> _Task details_:
Start with the line containing "One pin marks each instance of the bridge over" and write out each line through the end of the listing, exactly as given.
╭──
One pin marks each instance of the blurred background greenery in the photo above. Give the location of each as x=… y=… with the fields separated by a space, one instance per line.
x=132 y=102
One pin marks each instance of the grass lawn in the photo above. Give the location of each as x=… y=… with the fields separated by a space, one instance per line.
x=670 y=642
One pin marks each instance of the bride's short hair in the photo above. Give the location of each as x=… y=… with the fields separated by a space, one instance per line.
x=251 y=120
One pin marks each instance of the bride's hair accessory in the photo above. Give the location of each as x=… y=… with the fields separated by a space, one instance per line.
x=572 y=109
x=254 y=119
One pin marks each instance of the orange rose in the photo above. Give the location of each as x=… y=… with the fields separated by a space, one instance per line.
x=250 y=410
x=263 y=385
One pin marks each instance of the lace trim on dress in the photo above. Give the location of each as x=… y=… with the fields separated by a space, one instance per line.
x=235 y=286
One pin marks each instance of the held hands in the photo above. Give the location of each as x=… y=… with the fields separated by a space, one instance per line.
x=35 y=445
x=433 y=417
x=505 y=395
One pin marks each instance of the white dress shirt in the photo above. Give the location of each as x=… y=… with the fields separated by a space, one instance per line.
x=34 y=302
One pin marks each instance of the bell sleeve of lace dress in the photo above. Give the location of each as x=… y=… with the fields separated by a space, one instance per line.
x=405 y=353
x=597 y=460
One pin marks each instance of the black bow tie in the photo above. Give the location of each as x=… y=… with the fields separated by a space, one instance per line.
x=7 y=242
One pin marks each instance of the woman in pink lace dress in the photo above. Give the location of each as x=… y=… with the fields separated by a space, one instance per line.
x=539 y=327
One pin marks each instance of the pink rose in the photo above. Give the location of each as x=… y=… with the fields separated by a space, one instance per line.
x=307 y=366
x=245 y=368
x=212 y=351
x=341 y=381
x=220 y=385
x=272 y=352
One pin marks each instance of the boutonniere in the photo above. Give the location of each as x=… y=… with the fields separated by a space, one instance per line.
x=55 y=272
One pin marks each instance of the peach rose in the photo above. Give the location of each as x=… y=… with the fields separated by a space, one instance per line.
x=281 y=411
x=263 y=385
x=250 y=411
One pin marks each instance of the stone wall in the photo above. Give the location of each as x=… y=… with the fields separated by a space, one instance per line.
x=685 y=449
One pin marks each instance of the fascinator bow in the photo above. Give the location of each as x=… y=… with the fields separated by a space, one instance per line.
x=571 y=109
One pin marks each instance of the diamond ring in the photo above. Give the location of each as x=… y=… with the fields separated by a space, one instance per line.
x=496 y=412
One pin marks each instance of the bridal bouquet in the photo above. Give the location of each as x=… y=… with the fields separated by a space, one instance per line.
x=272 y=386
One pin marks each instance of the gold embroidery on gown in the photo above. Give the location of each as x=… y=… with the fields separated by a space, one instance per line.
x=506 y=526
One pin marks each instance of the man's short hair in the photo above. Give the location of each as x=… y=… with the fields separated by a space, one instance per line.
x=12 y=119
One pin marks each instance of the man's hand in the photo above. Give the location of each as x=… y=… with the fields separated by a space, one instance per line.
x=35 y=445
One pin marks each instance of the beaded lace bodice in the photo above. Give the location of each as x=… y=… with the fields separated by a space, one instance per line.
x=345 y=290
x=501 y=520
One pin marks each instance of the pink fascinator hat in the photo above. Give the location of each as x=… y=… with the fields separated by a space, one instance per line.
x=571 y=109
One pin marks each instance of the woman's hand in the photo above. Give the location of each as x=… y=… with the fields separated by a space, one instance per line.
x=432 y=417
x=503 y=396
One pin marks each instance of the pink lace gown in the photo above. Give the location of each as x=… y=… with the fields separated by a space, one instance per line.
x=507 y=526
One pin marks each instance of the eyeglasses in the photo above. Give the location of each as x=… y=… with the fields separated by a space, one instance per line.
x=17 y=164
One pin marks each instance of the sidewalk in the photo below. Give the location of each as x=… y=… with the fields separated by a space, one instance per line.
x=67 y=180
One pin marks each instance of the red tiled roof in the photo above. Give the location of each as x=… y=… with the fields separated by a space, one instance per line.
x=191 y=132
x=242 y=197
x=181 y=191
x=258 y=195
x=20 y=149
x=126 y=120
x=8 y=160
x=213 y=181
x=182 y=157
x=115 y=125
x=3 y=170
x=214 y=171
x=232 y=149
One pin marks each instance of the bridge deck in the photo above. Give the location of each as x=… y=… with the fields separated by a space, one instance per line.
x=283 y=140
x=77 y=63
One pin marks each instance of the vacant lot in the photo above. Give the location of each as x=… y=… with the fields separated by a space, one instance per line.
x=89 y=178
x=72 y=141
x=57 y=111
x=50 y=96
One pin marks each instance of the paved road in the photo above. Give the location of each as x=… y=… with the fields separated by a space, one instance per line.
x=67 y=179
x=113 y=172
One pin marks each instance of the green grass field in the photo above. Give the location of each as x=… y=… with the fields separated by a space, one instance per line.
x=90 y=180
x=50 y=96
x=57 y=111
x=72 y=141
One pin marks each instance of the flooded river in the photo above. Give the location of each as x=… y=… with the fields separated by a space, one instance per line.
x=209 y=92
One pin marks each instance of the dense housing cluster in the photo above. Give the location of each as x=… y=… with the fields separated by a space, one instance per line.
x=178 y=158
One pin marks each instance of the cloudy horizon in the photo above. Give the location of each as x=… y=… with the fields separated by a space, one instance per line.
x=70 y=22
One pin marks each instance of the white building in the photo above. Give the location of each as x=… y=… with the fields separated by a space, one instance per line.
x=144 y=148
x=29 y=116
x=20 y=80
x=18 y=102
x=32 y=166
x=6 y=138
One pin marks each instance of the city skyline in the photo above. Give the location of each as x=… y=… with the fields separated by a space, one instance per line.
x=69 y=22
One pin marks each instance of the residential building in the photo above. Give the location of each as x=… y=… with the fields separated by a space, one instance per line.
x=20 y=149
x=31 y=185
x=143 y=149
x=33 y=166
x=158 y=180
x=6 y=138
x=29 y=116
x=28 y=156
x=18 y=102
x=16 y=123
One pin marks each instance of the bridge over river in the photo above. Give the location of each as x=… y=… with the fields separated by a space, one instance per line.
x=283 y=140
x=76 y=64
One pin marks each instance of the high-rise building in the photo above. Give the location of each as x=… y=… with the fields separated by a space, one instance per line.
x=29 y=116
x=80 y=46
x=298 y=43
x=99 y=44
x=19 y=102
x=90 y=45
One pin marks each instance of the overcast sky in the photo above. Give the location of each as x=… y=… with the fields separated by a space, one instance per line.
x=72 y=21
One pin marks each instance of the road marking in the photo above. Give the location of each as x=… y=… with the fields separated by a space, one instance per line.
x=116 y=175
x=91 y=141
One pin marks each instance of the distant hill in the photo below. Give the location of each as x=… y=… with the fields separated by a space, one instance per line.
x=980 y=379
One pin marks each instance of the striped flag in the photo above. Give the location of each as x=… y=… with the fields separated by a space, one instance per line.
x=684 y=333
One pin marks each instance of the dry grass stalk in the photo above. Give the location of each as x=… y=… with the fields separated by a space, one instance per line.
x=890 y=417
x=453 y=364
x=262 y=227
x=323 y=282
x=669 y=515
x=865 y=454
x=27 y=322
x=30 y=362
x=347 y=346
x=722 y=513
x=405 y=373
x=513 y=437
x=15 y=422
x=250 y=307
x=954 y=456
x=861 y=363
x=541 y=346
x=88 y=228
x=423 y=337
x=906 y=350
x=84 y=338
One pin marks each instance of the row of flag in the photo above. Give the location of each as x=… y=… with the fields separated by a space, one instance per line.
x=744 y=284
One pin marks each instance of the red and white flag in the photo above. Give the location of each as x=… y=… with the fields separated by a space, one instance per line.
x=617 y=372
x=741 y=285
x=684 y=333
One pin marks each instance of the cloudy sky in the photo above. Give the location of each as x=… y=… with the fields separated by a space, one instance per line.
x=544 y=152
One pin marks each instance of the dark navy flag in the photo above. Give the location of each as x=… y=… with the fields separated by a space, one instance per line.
╰──
> _Task result_:
One pin marks each instance of the bridge over river in the photo above. Give the location of each as x=… y=… with the fields separated by a space, one instance per line.
x=283 y=140
x=76 y=64
One pin marks each instance of the high-rise building in the photo above. Give the location of each as x=… y=… with the fields separated by a space, one instance per line.
x=29 y=116
x=80 y=46
x=298 y=43
x=99 y=44
x=19 y=102
x=90 y=45
One pin marks each instance of the overcast sky in the photo above. Give the location of each as x=… y=… with the fields separated by a space, one instance per line.
x=72 y=21
One pin marks each instance of the road marking in the photo above. Give the location of each as x=… y=… with the fields separated by a space, one instance per line.
x=116 y=175
x=91 y=141
One pin marks each instance of the distant hill in the photo below. Give the location of each as x=… y=… with the fields separated by a space, one instance per line.
x=980 y=379
One pin marks each instance of the striped flag in the photo above. Give the location of each as x=… y=… with the fields separated by a space, one instance per line.
x=684 y=333
One pin marks each instance of the dry grass stalk in the photo above. Give the location of each as x=… y=… with the fields separated by a space, one instance per line.
x=890 y=417
x=453 y=364
x=262 y=227
x=323 y=282
x=669 y=515
x=865 y=454
x=27 y=322
x=30 y=362
x=347 y=346
x=722 y=513
x=405 y=373
x=513 y=437
x=15 y=422
x=250 y=307
x=954 y=456
x=861 y=363
x=541 y=346
x=88 y=228
x=423 y=337
x=906 y=350
x=84 y=338
One pin marks each instance of the row of flag in the photo above. Give the location of each as x=… y=… with the fields separated by a space, one instance per line.
x=744 y=284
One pin marks each instance of the red and white flag in the photo above. Give the location of each as x=… y=… with the fields separated by a space, one instance per line.
x=617 y=372
x=741 y=285
x=684 y=333
One pin marks each instance of the cloudy sky in the photo above. Give the location of each as x=… y=… with the fields separated by a space, one instance per line.
x=544 y=152
One pin marks each instance of the dark navy flag in the photo above. Give the location of each as x=… y=… with the fields separated by a space, one instance per line.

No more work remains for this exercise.